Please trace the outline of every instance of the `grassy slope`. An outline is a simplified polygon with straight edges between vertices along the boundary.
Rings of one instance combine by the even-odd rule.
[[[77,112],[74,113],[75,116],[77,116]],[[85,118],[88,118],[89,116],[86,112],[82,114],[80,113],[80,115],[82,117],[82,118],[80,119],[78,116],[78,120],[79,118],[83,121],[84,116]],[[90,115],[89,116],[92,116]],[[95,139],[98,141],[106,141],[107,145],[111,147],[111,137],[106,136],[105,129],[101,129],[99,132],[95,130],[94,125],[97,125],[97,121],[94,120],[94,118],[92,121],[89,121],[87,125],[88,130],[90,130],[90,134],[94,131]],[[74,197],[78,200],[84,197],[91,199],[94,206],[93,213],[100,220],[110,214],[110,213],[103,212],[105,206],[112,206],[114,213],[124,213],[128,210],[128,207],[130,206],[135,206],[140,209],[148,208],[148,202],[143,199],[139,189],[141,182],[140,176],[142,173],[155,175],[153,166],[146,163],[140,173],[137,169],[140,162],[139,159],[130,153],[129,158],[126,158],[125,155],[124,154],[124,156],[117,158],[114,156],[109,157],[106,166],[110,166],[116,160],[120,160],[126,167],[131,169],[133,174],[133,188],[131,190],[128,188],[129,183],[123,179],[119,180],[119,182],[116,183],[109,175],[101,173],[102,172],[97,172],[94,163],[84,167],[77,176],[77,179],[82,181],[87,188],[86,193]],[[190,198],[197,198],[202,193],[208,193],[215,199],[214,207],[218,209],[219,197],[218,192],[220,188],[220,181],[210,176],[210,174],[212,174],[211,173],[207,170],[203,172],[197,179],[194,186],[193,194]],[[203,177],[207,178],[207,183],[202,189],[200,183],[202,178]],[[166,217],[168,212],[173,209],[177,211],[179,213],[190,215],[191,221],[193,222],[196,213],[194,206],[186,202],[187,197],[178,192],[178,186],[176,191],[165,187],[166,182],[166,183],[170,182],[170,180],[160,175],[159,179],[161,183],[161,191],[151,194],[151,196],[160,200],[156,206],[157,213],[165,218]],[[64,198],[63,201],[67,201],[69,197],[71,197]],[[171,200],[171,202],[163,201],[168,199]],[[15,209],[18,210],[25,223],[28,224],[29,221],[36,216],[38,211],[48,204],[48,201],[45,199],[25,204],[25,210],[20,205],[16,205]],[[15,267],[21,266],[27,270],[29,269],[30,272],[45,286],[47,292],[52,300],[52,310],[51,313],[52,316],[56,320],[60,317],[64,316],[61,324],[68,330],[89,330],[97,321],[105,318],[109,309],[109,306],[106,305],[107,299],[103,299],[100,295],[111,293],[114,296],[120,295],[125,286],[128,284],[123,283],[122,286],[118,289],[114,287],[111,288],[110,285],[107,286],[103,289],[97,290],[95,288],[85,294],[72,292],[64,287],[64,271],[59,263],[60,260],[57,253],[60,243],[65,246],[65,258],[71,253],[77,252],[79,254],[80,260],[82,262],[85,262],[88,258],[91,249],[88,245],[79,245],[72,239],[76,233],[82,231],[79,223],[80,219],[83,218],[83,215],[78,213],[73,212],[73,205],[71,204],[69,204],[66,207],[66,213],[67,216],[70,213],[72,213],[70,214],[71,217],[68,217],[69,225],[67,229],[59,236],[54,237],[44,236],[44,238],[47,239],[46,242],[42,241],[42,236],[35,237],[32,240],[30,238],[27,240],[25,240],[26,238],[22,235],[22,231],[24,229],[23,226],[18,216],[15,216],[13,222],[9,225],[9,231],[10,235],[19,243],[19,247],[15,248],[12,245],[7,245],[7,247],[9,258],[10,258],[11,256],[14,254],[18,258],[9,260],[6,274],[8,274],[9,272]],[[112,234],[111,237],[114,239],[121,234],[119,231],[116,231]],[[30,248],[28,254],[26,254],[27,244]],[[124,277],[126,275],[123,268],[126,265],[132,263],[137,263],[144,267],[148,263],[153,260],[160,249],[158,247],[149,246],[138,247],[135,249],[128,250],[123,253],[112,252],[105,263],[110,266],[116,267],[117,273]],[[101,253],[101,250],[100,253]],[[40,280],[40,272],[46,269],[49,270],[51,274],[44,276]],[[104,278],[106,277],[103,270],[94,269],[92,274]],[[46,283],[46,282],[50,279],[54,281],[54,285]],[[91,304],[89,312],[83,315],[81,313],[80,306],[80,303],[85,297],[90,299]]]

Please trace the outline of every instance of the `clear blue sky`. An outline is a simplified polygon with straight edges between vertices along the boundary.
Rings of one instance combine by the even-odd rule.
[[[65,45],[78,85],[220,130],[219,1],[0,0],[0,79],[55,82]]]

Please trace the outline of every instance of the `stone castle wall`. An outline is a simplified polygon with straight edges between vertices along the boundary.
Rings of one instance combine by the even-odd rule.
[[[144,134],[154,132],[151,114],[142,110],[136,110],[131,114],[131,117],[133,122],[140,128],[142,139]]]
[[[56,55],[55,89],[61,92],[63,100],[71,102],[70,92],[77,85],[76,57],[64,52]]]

***

* **Aim**:
All of the entries should be written out again exactly.

* **Written response**:
Please trace the outline of every instance of the `grassy slope`. An outline is a simplified polygon with straight edges between vertices along the boundary.
Rings of one instance combine by the even-odd rule.
[[[77,112],[74,113],[75,116],[77,116]],[[85,118],[88,118],[89,116],[86,112],[82,114],[80,113],[80,115],[82,117],[82,118],[80,119],[78,116],[78,120],[79,118],[83,121],[84,116]],[[90,115],[89,116],[92,116]],[[95,139],[98,141],[106,141],[107,145],[111,147],[111,137],[106,136],[105,129],[101,129],[99,132],[95,130],[94,125],[97,125],[97,121],[94,120],[94,118],[92,121],[89,121],[87,125],[88,130],[90,130],[90,134],[94,131]],[[74,197],[78,200],[84,197],[91,199],[94,206],[93,213],[100,220],[110,214],[110,213],[103,212],[105,206],[112,206],[114,213],[124,213],[128,210],[128,207],[130,206],[135,206],[140,209],[148,208],[148,202],[143,199],[139,189],[141,182],[140,176],[142,173],[155,175],[153,166],[146,163],[140,173],[137,169],[140,162],[139,159],[130,153],[129,158],[126,158],[125,155],[124,154],[124,156],[117,158],[114,156],[109,157],[106,166],[110,166],[116,160],[120,160],[126,167],[131,169],[133,174],[133,188],[131,190],[128,188],[129,183],[123,179],[119,180],[119,182],[116,183],[109,175],[101,173],[102,172],[97,172],[94,163],[84,167],[77,176],[77,179],[82,181],[87,188],[86,193]],[[190,198],[197,198],[202,193],[208,193],[215,199],[214,207],[218,209],[219,197],[218,192],[220,188],[220,181],[210,176],[210,174],[212,174],[211,173],[207,170],[203,172],[197,179],[194,186],[193,194]],[[203,177],[207,178],[207,183],[202,189],[200,183],[202,178]],[[166,217],[168,212],[173,209],[177,211],[179,213],[190,215],[191,221],[193,222],[196,213],[194,206],[186,202],[187,197],[178,192],[178,186],[176,191],[165,187],[166,182],[166,183],[170,182],[170,180],[160,175],[159,179],[161,183],[161,191],[151,194],[151,196],[160,200],[156,206],[157,213],[165,218]],[[64,198],[63,201],[67,201],[69,197],[71,197]],[[171,200],[171,202],[163,201],[168,199]],[[15,209],[18,210],[25,223],[28,224],[29,221],[36,216],[38,211],[48,204],[48,201],[45,199],[25,204],[25,210],[20,205],[16,205]],[[15,267],[21,266],[27,270],[29,269],[30,272],[45,286],[47,292],[52,300],[52,310],[51,313],[52,316],[56,320],[60,317],[64,316],[61,324],[68,330],[89,330],[97,321],[105,318],[109,309],[109,306],[106,305],[107,299],[103,299],[100,295],[111,293],[114,296],[120,295],[125,286],[128,284],[123,283],[122,286],[118,289],[114,287],[111,288],[110,285],[107,286],[103,289],[97,290],[95,288],[85,294],[72,292],[64,287],[64,271],[59,263],[60,260],[57,253],[60,243],[65,246],[65,258],[71,253],[77,252],[79,254],[80,260],[82,262],[85,262],[88,258],[91,249],[88,245],[79,245],[72,239],[76,233],[82,231],[79,223],[80,219],[83,218],[83,215],[78,213],[73,212],[73,205],[71,204],[69,204],[66,207],[66,213],[67,216],[70,213],[72,213],[70,214],[71,217],[68,217],[69,225],[67,229],[59,236],[54,237],[44,236],[44,238],[47,239],[46,242],[42,241],[42,236],[35,237],[32,240],[30,238],[27,240],[25,240],[26,238],[22,235],[22,231],[24,229],[23,226],[18,216],[15,216],[13,222],[9,225],[9,231],[10,235],[19,243],[19,247],[15,248],[12,245],[7,245],[7,247],[9,258],[10,258],[11,256],[14,254],[18,258],[9,260],[6,274],[8,274],[9,272]],[[112,234],[111,237],[114,239],[121,234],[119,231],[116,231]],[[30,248],[28,254],[26,254],[27,244]],[[124,277],[126,275],[123,268],[126,265],[132,263],[137,263],[144,267],[148,263],[153,260],[160,249],[158,247],[149,246],[138,247],[135,249],[128,250],[123,253],[112,252],[105,263],[110,266],[116,267],[117,273]],[[101,253],[101,250],[100,253]],[[40,280],[40,272],[46,269],[49,270],[51,274],[44,276]],[[104,278],[106,277],[103,270],[94,269],[92,274]],[[46,283],[46,282],[50,279],[54,281],[54,285]],[[91,304],[89,312],[83,315],[81,313],[80,306],[80,303],[85,297],[90,299]]]

Please trace the outline of every instance of the `clear blue sky`. An outline is a simplified polygon with straight edges between vertices along the boundary.
Rings of one instance combine by the even-odd rule.
[[[65,45],[78,85],[220,130],[219,1],[0,0],[0,79],[55,82]]]

Please trace the outline of every instance of the `stone castle wall`. An outline is a simplified polygon with straight edges between vertices along the boundary.
Rings of one instance combine by the even-odd rule.
[[[144,134],[154,132],[151,114],[142,110],[136,110],[131,114],[131,117],[133,122],[140,128],[142,139]]]
[[[56,55],[55,89],[61,92],[63,100],[71,102],[70,92],[77,85],[76,57],[64,52]]]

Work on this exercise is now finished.